Locate every line in the records below that contains the word "gray", and copy each of those lines in full.

[BEGIN]

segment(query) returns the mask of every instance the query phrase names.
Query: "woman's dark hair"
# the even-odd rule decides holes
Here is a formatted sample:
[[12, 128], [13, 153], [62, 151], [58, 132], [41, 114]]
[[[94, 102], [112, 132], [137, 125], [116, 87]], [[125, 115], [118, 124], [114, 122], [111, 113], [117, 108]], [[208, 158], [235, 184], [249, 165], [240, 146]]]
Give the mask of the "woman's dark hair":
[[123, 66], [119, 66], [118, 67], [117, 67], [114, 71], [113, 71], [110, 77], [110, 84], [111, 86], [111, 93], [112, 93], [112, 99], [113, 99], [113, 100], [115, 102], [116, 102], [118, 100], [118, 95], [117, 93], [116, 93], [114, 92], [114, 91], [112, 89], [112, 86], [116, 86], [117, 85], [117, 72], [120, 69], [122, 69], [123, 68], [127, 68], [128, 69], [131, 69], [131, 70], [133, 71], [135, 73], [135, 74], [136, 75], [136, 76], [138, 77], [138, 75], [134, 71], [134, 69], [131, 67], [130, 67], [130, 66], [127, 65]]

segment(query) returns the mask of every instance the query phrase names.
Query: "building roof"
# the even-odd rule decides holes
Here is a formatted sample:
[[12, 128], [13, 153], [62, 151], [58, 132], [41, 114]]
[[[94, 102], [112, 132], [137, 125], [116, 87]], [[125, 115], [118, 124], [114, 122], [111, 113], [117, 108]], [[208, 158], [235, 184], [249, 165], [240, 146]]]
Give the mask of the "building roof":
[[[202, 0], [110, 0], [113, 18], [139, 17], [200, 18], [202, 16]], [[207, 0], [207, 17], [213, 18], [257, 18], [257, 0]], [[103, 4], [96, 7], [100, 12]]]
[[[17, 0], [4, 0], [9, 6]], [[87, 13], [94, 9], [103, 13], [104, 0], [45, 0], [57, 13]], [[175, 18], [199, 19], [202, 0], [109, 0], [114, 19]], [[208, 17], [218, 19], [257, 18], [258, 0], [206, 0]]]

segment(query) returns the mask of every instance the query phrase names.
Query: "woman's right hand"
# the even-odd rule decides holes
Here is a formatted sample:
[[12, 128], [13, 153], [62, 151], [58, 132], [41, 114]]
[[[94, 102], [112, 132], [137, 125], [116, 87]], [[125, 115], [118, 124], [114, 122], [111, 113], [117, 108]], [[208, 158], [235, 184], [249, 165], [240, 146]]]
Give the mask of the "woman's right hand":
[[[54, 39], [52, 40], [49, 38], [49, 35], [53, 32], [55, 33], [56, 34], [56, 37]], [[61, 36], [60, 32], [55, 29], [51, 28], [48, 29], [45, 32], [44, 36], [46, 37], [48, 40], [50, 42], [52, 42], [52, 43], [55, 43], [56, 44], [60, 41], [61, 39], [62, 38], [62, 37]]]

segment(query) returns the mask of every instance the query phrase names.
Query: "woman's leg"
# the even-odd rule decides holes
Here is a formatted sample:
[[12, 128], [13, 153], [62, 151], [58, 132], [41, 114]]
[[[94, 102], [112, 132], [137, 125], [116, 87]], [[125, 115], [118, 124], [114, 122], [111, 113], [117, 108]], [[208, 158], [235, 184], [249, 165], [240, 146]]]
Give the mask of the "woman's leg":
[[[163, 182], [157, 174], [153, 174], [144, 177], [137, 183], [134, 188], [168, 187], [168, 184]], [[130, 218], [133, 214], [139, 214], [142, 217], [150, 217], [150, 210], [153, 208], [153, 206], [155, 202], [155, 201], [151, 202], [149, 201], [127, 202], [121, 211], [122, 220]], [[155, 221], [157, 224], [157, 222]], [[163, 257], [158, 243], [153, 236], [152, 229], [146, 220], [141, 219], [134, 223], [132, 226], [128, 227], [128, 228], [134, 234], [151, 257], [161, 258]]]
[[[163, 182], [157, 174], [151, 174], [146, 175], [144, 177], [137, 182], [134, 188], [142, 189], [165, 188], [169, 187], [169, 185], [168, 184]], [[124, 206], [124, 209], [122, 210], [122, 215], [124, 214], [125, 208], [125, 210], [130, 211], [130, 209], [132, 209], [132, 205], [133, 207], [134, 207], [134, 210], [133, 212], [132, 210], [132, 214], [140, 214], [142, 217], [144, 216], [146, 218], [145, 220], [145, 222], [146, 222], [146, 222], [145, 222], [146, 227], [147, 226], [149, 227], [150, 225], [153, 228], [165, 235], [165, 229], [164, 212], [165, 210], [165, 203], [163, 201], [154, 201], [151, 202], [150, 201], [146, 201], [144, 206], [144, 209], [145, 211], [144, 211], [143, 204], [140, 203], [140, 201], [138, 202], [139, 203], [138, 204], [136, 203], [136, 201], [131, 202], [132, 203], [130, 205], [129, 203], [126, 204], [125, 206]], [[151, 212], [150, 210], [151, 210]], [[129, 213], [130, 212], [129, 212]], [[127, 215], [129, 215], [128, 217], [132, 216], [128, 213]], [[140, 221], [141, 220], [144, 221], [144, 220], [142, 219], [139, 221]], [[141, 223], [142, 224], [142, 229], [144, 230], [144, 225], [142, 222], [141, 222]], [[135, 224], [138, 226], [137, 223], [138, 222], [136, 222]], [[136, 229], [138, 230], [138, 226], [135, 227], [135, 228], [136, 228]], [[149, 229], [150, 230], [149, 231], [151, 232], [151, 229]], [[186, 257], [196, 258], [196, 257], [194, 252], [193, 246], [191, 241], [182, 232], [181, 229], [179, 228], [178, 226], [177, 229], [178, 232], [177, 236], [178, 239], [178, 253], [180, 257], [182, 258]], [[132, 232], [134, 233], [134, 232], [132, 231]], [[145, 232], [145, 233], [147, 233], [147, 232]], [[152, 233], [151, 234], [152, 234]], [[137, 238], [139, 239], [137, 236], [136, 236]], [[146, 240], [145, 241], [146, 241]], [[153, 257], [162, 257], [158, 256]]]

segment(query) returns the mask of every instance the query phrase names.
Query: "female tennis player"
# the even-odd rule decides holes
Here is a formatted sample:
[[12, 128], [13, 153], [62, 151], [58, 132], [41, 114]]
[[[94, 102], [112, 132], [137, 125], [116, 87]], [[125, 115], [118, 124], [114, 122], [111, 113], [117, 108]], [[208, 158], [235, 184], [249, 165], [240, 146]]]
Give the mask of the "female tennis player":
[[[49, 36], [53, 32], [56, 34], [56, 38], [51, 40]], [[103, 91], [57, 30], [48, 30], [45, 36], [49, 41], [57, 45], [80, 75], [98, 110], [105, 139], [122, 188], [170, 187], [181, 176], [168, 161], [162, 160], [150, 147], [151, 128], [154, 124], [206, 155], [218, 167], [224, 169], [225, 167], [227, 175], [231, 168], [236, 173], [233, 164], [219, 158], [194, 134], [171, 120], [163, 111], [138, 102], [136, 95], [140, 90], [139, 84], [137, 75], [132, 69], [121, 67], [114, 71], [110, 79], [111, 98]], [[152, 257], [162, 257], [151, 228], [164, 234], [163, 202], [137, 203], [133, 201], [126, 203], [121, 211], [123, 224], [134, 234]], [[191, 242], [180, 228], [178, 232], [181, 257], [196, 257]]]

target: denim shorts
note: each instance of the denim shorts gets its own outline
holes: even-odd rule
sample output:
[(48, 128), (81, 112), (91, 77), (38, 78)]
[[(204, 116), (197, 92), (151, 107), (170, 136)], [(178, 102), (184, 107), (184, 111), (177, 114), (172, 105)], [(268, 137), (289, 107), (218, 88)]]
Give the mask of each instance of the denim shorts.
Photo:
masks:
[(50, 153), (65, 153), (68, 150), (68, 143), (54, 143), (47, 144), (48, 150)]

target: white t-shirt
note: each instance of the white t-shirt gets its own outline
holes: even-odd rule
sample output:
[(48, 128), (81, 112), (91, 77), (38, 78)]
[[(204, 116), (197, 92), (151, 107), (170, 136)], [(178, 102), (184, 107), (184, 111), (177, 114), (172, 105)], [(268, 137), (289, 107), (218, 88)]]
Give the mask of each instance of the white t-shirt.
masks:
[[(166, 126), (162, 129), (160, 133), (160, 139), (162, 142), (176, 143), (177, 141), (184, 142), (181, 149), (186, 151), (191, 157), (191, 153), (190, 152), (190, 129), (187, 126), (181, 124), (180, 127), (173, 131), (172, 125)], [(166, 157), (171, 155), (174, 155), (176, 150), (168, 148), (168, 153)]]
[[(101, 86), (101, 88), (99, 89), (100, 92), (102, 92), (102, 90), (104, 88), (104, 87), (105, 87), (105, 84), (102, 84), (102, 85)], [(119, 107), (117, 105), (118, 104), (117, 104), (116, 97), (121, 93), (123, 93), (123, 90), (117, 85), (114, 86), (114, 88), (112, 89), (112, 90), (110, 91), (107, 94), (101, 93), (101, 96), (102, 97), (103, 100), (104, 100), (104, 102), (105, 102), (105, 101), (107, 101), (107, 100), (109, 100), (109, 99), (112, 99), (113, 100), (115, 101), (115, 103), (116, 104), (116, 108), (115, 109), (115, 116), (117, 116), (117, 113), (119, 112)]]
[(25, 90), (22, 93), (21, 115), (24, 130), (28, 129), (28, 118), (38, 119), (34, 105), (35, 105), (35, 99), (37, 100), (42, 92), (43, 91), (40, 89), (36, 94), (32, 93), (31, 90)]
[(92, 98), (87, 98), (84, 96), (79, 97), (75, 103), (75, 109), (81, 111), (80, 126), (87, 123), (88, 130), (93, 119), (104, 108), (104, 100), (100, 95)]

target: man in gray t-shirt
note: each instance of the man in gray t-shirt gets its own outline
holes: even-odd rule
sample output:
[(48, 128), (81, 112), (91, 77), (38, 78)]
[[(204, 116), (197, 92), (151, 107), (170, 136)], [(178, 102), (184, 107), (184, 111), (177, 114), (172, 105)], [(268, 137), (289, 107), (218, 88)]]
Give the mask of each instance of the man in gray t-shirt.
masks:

[END]

> [COMPLETED EXERCISE]
target: man in gray t-shirt
note: each instance of the man in gray t-shirt gets its own outline
Give the mask of each instance of the man in gray t-shirt.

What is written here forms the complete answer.